▼

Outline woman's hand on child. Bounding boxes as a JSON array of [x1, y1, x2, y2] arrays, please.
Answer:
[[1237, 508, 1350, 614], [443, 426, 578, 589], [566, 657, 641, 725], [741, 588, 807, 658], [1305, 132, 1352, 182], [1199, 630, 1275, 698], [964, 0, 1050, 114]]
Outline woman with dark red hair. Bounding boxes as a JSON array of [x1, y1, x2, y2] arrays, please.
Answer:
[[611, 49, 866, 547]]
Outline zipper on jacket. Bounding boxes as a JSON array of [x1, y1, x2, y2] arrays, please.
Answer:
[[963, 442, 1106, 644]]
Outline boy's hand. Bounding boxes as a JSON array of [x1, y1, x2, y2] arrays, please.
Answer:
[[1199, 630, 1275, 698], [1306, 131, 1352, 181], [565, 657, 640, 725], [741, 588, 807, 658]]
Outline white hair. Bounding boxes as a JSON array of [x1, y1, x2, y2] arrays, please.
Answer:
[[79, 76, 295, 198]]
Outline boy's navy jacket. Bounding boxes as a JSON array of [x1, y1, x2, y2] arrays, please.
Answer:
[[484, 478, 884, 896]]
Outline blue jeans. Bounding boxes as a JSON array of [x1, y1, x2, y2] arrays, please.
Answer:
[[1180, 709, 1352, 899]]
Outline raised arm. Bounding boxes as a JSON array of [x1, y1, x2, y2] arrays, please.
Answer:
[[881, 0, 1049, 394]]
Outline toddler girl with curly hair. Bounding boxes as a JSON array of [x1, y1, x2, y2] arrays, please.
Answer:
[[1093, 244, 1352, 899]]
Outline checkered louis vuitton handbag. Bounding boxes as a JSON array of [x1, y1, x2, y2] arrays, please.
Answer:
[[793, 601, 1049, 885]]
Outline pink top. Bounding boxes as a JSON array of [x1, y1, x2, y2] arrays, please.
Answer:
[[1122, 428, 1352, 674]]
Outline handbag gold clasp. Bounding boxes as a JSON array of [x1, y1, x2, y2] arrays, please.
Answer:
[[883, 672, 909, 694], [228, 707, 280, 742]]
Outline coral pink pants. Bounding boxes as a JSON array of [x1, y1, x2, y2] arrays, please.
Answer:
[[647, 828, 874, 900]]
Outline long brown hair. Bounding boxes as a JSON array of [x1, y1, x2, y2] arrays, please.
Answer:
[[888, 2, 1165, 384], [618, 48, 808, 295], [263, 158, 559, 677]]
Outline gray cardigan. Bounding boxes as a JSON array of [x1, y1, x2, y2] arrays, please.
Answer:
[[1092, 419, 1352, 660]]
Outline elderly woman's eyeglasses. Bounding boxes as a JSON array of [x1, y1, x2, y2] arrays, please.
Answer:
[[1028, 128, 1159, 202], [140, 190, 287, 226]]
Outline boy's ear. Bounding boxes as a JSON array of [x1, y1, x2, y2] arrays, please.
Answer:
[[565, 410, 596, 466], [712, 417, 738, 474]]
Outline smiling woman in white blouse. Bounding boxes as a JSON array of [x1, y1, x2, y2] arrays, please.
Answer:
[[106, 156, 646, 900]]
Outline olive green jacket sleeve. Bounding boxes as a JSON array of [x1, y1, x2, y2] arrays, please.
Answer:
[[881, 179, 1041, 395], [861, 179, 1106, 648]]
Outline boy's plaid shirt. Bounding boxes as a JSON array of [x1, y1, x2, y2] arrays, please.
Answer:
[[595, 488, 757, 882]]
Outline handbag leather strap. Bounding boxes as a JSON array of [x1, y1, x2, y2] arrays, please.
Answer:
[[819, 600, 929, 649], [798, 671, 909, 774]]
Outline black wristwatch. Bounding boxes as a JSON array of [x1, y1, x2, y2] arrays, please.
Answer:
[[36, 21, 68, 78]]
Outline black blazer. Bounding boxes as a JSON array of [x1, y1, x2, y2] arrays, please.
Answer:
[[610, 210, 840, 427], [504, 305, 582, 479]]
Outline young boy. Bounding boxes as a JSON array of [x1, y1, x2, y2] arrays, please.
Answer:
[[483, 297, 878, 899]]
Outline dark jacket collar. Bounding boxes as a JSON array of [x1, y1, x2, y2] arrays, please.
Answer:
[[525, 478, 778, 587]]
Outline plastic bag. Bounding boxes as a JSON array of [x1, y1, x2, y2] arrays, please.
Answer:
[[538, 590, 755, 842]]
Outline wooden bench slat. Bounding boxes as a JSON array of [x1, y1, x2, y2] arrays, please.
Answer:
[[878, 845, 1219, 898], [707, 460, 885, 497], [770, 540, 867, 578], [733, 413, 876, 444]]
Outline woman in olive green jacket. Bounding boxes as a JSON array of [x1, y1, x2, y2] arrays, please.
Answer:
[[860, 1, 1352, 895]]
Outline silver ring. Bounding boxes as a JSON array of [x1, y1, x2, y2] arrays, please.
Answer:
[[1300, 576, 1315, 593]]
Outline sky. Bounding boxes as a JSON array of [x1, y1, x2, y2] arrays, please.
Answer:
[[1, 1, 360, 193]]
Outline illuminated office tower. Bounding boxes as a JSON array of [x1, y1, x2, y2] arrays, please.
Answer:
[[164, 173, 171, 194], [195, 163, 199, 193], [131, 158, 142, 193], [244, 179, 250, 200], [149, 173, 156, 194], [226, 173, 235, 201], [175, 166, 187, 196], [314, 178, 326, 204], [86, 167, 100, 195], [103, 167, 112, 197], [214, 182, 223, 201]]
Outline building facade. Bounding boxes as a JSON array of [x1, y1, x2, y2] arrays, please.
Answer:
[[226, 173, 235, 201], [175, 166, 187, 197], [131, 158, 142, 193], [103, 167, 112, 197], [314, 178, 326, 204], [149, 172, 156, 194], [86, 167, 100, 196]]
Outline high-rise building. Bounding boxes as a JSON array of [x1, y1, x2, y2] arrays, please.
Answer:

▲

Work instruction
When you answer, repeat all of the material exactly as given.

Result for this exercise
Outline woman's hand on child. Bounding boxes as a JSON array of [x1, y1, x2, y2] arrays, please.
Answer:
[[1237, 508, 1350, 614], [443, 426, 578, 589], [566, 657, 641, 725], [741, 588, 807, 658], [1305, 132, 1352, 182], [1199, 630, 1275, 698], [964, 0, 1050, 114]]
Outline woman with dark red hair. Bounding boxes as a JSON array of [x1, y1, x2, y2] arrays, please.
Answer:
[[611, 49, 866, 547]]
Outline zipper on jacket. Bounding boxes as a JSON array of [x1, y1, x2, y2] arrays, please.
Answer:
[[963, 442, 1106, 644]]
Outline boy's hand. Bounding boxes as a JSON array of [x1, y1, x2, y2] arrays, please.
Answer:
[[1199, 630, 1275, 698], [1306, 131, 1352, 181], [565, 657, 640, 725], [741, 588, 807, 658]]
Outline white hair. Bounding boxes as a JSON array of [x1, y1, x2, y2] arrays, please.
Answer:
[[79, 76, 295, 198]]
Outline boy's navy jacket. Bounding boxes as a JSON array of [x1, y1, x2, y2] arrays, please.
Answer:
[[484, 478, 884, 896]]
Outline blue jeans. Bounding boxes as a JSON array of [x1, y1, x2, y2] arrays, please.
Answer:
[[1180, 709, 1352, 899]]
Outline raised arm. Bounding boxes as a JSON array of [x1, y1, x2, y2] arrays, please.
Answer:
[[881, 0, 1049, 394]]
Outline toddler girl with curly hair. Bounding boxes as a JSON array of [x1, y1, x2, y2] arrays, please.
Answer:
[[1093, 244, 1352, 899]]
Outline checkered louis vuitton handbag. Bounding boxes as a JSON array of [x1, y1, x2, y2] arrays, please.
Answer:
[[793, 601, 1049, 885]]
Outline pink top. Bounding boxes as a JSON array of [x1, y1, x2, y2] arrays, please.
Answer:
[[1122, 428, 1352, 674]]
Outline handbag gold clasp. Bounding boxes as a JSON array of [x1, y1, x2, y2] arrays, please.
Answer:
[[883, 672, 909, 694], [228, 707, 280, 742]]
Outline coral pink pants. Bounding boxes as a JSON array of [x1, y1, x2, y2] arrays, please.
Answer:
[[647, 828, 874, 900]]
Outline long brown hair. Bounding boxes as a JSON array of [x1, y1, x2, y2] arrays, please.
Answer:
[[888, 2, 1165, 384], [618, 48, 808, 295], [263, 158, 559, 677]]
Outline gray cardigan. Bounding boxes as a JSON array of [x1, y1, x2, y2] arrays, please.
Answer:
[[1092, 419, 1352, 660]]
Outline elderly woman's eyeglasses. Bounding boxes as a JSON array of [x1, y1, x2, y2] arrays, please.
Answer:
[[1028, 128, 1159, 202], [140, 190, 287, 226]]
Outline boy's ear. Bounding boxes as a JSON array of [x1, y1, x2, y2] arrays, please.
Answer:
[[565, 410, 596, 466], [712, 417, 738, 474]]
Outline smiling woman in white blouse. Bounding boxes as a JSON array of [x1, y1, x2, y2] arrays, please.
Answer:
[[106, 156, 646, 900]]
Outline olive green jacket sleeve. Bounding boxes as a JSON array of [x1, y1, x2, y2] arrays, please.
Answer:
[[881, 179, 1041, 395], [861, 179, 1106, 648]]
Outline boy's plaid shirt. Bounding boxes as a JSON array of [x1, y1, x2, y2] arrays, please.
Answer:
[[595, 488, 757, 882]]
Outline handbag leather strap. Bounding boxes as a JSON array of [x1, y1, x2, y2] arrays, please.
Answer:
[[819, 600, 929, 649], [798, 671, 909, 774]]
Outline black wristwatch. Bounding boxes as a JSON array of [x1, y1, x2, y2] arrays, please.
Answer:
[[36, 21, 68, 78]]
Outline black blazer. Bounding boxes as a JSON array of [x1, y1, x2, y2] arrays, please.
Answer:
[[610, 210, 840, 427], [504, 305, 582, 479]]
Outline young boy. Bounding boxes as a JSON array of [x1, y1, x2, y2] arrays, please.
Answer:
[[483, 297, 878, 899]]
Outline dark jacket collar. Bounding boxes as a JSON array of [x1, y1, x2, y2] arrays, please.
Answer:
[[525, 478, 778, 587]]
Outline plastic bag. Bounding boxes as a JSON array of [x1, y1, x2, y2] arrays, please.
Answer:
[[538, 590, 755, 842]]
Outline wooden bench slat. Bounding boxes as a JSON array of [x1, y1, x2, y2] arrays, please.
Answer:
[[878, 845, 1219, 898], [707, 460, 885, 497], [770, 540, 867, 578], [733, 413, 876, 444]]
Outline woman in olive green jacket. Bounding boxes as a JSON array of [x1, y1, x2, y2] arrays, please.
Answer:
[[860, 1, 1352, 895]]
Outline silver ring. Bounding boxes as a JSON array of [x1, y1, x2, y2] arrays, please.
Answer:
[[1300, 576, 1315, 593]]
Outline sky. Bounding boxes as a JSON array of [x1, y1, x2, y2] arrays, please.
Answer:
[[1, 1, 360, 193]]
Outline illuminated office tower. Bounding boxes as a JSON array of [x1, y1, x2, y2] arrays, please.
Answer:
[[164, 173, 171, 194], [195, 163, 199, 193], [131, 158, 142, 193], [244, 179, 250, 200], [149, 173, 156, 194], [226, 173, 235, 201], [175, 166, 187, 196], [314, 178, 326, 204], [86, 167, 100, 195], [103, 167, 112, 197], [214, 182, 223, 201]]
Outline building facade. Bounding boxes as a JSON array of [x1, y1, x2, y2] arrays, please.
Answer:
[[226, 173, 235, 201], [175, 166, 187, 197], [131, 158, 142, 193], [103, 167, 112, 197], [314, 178, 326, 204], [149, 172, 156, 194], [86, 167, 100, 196]]
Outline high-rise building. Bounding boxes as a JSON array of [x1, y1, x2, y2] arrays, please.
Answer:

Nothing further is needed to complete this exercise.